Page excerpt =>

######

Author: Lauren Coetzee
Lauren Coetzee is a PhD candidate at the Centre for Contemporary and Digital History (C²DH), University of Luxembourg. Her dissertation examines economic and social institutions in pre-colonial Africa, 1500–1900, with a particular interest in pre-colonial African commodity currency systems. She is also Research Manager and GIS Consultant for the Time Traveller Project.
A centenary roundtable and a day pulling apart Murdock’s Ethnographic Atlas walked into the same conclusion: the tools have improved faster than the datasets. AI has raised the ceiling on what economic historians can do — but the foundations need work before we build any higher.

######

Objectives =>
1. Rewrite the section of the Lauren Coetzee author page that opens with the words containing "Author: Lauren Coetzee" and closes with "Time Traveller Project.", putting "doctoral candidate" in place of "PhD candidate".
2. Write the next part of the Lauren Coetzee author page, picking up after its final sentence.
The items after this point have no connection to the Lauren Coetzee author page.

######

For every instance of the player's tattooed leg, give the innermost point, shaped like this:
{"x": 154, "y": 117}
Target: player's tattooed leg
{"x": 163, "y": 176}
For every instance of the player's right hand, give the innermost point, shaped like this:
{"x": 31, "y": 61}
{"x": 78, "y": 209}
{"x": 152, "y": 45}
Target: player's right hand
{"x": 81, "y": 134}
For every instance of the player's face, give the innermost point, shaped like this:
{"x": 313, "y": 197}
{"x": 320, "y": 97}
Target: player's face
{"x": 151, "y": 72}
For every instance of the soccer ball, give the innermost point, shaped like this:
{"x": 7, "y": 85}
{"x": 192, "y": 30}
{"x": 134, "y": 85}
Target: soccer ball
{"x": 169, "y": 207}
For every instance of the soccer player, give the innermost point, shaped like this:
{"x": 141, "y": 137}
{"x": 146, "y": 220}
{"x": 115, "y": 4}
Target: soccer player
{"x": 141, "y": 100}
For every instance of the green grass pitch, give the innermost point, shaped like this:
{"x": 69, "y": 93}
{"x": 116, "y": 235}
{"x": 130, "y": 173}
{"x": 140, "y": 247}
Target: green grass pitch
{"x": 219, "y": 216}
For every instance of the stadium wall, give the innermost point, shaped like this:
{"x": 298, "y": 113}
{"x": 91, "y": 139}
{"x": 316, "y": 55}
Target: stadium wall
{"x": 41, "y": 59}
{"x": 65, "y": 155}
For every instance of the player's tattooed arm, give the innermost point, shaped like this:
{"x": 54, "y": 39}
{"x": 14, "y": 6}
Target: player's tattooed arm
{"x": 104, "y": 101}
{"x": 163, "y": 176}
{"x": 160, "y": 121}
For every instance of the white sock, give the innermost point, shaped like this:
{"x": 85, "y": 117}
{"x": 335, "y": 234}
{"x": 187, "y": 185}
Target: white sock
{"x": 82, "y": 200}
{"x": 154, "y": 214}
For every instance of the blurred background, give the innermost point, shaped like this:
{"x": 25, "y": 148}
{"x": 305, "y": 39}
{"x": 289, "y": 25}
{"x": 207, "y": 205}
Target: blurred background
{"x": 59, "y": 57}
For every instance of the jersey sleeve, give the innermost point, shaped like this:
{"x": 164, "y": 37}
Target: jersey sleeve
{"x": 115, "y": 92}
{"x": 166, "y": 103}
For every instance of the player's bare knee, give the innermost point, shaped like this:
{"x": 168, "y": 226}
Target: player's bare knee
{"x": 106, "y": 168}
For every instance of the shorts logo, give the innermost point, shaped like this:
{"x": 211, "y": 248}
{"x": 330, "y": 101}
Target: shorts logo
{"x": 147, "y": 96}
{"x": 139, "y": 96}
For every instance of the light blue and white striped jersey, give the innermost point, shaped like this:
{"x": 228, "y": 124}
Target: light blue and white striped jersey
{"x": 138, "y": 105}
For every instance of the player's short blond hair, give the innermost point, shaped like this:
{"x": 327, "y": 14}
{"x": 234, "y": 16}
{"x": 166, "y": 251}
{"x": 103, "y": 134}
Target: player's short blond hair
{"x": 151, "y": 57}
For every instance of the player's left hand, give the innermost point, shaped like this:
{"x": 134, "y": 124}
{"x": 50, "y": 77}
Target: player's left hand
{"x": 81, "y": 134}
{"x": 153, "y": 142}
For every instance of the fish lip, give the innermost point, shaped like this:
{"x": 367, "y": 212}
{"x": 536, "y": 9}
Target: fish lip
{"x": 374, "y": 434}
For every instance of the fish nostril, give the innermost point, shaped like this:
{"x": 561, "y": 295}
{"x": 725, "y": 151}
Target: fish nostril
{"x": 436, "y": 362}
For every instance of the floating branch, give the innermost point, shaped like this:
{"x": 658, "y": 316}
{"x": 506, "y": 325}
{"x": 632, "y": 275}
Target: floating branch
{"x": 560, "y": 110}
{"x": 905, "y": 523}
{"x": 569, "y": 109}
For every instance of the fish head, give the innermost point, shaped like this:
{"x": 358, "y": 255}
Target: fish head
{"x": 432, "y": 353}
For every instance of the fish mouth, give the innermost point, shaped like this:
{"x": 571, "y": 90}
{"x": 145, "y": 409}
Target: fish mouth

######

Results for the exercise =>
1.
Author: Lauren Coetzee
Lauren Coetzee is a doctoral candidate at the Centre for Contemporary and Digital History (C²DH), University of Luxembourg. Her dissertation examines economic and social institutions in pre-colonial Africa, 1500–1900, with a particular interest in pre-colonial African commodity currency systems. She is also Research Manager and GIS Consultant for the Time Traveller Project.

2.
In April 2026, the Economic History Society held its centenary conference in London. The roundtable on The Future of Economic History, chaired by Eric Schneider with discussants including Guido Alfani (Bocconi), Jutta Bolt (Groningen), Rui Pedro Esteves (Graduate Institute Geneva), Jane Humphries (Oxford), and Mary O’Sullivan (Geneva). It asked what the field is becoming: what skills matter, how teaching is shifting, which datasets will survive contact with new methods. It was enlightening and, in the best possible way, genuinely unsettling. The following day I was at the LSE Workshop on “Uses and Abuses of the Murdock Ethnographic Atlas” organised by Leigh Gardner, Michiel de Haas and Tom Westland, asking an older but related question: what do you do when a dataset has become load-bearing infrastructure, and you already know it has cracks?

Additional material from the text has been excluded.